TEXT SEGMENT ▸
┏━━

It's been a whirlwind of a month for me and Eliza! Especially on the job front. I accepted a part time job working in a teen addiction recovery outpatient unit.
I trained and started on August 20th. I worked from 8:30am until 2pm at The Nurturing Center, then drove a half hour to the addiction recovery center and worked until 7 or 8pm. It was pretty crazy but kept things interesting! Actually, I don't know if I handled the stress very well, but I'm recovering now.
The hardest part, though, was that I only was getting to see Eliza for an hour or so in the evenings on Monday and Tuesday and had to rely on Steve and my mom to take care of Eliza while I worked in the evenings.
Eliza's also had a ton of trouble going to bed at my house, so most of the time I spent with her in the evenings involved (and still involve) me trying to beg/bargain/threaten/persuade her to stay in her bed and go to sleep! That was pretty painful.
Then, a week later, the executive director at The Nurturing Center told me that one of the case managers was taking a job elsewhere and asked if I was interested in doing the full-time job.

┗━━

EXERCISE ▸ According to the passage, on what date did the writer train and start at the teen addiction recovery outpatient unit? Answer using only the passage above.

LISTED ENTRIES ▸
┏━━

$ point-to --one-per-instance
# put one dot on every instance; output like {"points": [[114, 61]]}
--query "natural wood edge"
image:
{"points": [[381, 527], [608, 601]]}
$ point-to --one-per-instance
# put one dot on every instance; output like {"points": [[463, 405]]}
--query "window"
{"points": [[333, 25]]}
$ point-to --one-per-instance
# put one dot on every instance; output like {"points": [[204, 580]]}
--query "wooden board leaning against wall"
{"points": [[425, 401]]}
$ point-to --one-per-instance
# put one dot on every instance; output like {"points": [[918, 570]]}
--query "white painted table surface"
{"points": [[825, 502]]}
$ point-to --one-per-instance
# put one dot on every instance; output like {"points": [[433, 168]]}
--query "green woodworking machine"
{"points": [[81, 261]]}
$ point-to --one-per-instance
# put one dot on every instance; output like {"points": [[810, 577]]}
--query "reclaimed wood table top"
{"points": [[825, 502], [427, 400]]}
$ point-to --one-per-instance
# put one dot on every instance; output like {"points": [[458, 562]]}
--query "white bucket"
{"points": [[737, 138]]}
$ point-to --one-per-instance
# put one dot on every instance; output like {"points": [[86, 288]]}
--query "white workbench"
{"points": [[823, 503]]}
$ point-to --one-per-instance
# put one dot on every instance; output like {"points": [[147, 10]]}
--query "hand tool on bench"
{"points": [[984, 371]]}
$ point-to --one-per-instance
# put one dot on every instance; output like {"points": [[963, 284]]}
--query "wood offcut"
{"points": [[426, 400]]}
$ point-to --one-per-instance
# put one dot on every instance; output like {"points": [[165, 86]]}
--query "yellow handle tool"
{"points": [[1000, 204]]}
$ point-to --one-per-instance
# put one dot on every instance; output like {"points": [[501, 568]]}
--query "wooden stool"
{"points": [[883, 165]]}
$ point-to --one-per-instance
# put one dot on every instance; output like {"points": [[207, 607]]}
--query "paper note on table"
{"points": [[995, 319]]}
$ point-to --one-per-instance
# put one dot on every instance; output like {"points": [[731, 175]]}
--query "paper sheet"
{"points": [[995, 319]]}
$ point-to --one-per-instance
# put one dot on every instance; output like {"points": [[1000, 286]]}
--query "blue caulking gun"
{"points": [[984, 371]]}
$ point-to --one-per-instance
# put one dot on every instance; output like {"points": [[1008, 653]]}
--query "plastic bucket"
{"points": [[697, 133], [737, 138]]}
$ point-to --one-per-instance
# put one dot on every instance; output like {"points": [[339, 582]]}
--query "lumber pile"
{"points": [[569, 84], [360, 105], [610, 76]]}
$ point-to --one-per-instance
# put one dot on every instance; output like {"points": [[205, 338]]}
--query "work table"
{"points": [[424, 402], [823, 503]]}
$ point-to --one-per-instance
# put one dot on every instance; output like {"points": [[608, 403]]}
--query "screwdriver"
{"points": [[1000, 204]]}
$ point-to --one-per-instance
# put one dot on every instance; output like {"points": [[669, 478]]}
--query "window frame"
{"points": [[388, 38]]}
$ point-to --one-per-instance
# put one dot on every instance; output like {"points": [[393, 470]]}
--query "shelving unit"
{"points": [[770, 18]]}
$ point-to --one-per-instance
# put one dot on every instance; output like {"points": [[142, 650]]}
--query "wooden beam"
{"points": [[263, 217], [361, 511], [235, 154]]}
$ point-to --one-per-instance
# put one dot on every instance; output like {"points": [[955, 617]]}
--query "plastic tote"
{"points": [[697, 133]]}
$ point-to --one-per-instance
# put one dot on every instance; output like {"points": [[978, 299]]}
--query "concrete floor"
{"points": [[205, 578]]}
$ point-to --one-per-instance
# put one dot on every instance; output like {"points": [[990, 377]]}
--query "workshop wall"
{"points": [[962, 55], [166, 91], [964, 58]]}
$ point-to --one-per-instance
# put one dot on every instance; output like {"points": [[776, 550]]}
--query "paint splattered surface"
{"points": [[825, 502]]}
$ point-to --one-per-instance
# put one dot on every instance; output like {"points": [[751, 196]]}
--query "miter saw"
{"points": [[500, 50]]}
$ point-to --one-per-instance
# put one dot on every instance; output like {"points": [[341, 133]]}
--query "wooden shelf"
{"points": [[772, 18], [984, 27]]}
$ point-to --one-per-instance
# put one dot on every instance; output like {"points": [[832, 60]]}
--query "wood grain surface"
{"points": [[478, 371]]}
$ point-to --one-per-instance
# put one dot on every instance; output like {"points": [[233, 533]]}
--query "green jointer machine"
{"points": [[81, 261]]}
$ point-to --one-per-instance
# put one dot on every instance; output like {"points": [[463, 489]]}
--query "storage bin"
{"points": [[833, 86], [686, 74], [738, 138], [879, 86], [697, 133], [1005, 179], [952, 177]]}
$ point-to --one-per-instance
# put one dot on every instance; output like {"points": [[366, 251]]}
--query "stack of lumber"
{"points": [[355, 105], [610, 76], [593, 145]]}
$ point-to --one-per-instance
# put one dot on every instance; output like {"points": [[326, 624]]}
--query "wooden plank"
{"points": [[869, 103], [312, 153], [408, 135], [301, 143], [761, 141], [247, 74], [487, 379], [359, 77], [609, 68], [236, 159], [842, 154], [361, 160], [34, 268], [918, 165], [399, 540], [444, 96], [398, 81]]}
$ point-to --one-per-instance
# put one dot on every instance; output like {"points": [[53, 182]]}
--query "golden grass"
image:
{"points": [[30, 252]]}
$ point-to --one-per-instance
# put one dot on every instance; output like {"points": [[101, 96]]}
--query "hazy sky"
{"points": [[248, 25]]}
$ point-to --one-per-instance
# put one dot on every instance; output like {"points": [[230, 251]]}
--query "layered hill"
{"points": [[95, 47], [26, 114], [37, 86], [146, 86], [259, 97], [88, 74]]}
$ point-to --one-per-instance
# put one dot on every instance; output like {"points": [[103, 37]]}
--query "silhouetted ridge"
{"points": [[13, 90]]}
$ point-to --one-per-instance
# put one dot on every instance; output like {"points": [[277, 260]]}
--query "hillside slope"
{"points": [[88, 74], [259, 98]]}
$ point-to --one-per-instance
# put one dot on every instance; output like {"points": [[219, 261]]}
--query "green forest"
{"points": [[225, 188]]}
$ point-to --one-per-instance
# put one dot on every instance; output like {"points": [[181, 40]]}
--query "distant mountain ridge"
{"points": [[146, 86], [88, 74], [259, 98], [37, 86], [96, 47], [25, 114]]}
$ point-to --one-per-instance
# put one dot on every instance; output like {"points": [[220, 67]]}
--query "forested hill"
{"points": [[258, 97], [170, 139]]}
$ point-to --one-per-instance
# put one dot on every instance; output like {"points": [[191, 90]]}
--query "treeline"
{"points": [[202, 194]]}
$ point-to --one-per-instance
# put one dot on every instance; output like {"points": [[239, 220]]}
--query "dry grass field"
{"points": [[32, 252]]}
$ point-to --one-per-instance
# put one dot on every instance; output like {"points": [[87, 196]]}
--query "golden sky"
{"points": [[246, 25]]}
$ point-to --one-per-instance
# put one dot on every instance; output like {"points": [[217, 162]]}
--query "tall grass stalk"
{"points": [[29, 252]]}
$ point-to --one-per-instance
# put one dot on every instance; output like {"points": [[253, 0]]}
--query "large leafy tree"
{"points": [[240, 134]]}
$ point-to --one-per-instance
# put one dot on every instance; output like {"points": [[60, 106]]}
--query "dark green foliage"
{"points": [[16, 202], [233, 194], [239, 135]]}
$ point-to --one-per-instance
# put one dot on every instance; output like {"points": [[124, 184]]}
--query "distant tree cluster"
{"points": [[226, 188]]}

┗━━

RESULT OF THE EXERCISE ▸ August 20th.